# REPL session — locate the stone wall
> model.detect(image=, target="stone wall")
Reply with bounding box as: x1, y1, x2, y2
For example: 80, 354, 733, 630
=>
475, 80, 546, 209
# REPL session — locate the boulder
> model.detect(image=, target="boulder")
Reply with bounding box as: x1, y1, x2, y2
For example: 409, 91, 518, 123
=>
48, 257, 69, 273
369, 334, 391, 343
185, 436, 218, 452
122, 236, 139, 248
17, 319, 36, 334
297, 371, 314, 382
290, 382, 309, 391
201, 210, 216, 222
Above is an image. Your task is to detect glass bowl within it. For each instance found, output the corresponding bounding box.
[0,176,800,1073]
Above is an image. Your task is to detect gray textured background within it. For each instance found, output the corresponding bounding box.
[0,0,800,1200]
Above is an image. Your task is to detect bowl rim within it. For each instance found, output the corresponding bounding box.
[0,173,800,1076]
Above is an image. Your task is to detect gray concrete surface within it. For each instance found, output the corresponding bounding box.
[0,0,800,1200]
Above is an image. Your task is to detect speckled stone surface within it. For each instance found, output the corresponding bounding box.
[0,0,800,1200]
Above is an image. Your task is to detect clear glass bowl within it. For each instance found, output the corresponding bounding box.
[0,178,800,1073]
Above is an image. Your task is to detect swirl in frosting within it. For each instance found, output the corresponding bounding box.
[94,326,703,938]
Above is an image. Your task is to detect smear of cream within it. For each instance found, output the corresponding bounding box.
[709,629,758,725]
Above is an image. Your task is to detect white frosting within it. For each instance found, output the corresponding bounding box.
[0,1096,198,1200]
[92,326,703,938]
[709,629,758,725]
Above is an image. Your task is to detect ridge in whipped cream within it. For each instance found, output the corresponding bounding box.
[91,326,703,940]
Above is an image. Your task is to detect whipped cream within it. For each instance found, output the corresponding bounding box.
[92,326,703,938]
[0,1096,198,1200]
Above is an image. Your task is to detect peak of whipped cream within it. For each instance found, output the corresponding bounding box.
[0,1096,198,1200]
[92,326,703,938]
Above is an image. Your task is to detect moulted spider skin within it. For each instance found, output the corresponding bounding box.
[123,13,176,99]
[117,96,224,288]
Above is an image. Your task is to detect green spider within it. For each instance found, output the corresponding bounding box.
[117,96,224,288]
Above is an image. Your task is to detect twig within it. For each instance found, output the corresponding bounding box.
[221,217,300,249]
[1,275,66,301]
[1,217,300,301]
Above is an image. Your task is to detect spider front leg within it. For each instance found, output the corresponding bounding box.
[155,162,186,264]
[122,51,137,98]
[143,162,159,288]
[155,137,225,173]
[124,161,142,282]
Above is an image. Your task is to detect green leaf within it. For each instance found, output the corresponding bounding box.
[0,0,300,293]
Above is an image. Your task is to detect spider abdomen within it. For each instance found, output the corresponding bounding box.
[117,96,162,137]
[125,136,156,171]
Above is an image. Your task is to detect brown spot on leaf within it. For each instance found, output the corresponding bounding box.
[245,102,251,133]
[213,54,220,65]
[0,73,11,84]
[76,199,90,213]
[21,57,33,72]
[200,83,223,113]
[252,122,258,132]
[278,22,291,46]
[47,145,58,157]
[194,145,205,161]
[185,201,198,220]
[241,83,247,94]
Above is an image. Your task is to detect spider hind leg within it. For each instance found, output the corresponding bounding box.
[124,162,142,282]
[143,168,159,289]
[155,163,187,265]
--*--
Problem requirements - Reproduce the records above verbatim, starting from their first line and ending with the line that holds "[94,326,703,938]", both ends included.

Finished exercise -
# REPL session — locate the stone wall
> model.detect(image=, target="stone wall")
Reply with bounding box as: x1, y1, x2, y2
For example: 80, 354, 733, 630
=>
475, 80, 546, 209
# REPL session — locate the boulder
> model.detect(image=, target="boulder")
Reply with bounding box as: x1, y1, x2, y2
For example: 409, 91, 518, 123
=>
48, 257, 69, 273
369, 334, 391, 343
185, 436, 218, 452
122, 236, 139, 248
17, 319, 36, 334
297, 371, 314, 382
290, 382, 309, 391
201, 210, 216, 222
Above is an image. Your task is to detect glass bowl within it. For each instance found, output the corresponding bounding box.
[0,176,800,1073]
Above is an image. Your task is to detect gray textured background within it. For each instance found, output the corresponding bounding box.
[0,0,800,1200]
Above is an image. Your task is to detect bowl rim within it. For each instance found, output the corresponding bounding box.
[0,173,800,1076]
Above is an image. Your task is to detect gray concrete surface within it. For each instance found, output the corresponding bounding box.
[0,0,800,1200]
Above is an image. Your task is to detect speckled stone surface within it. For each instance found, output the corresponding bounding box.
[0,0,800,1200]
Above is an image. Your task is to detect clear glass bowl within it. For each instance found, output the corresponding bounding box.
[0,178,800,1073]
Above is an image. Your task is to detect swirl in frosting within it. For each instance found, output the corresponding bounding box.
[94,326,703,938]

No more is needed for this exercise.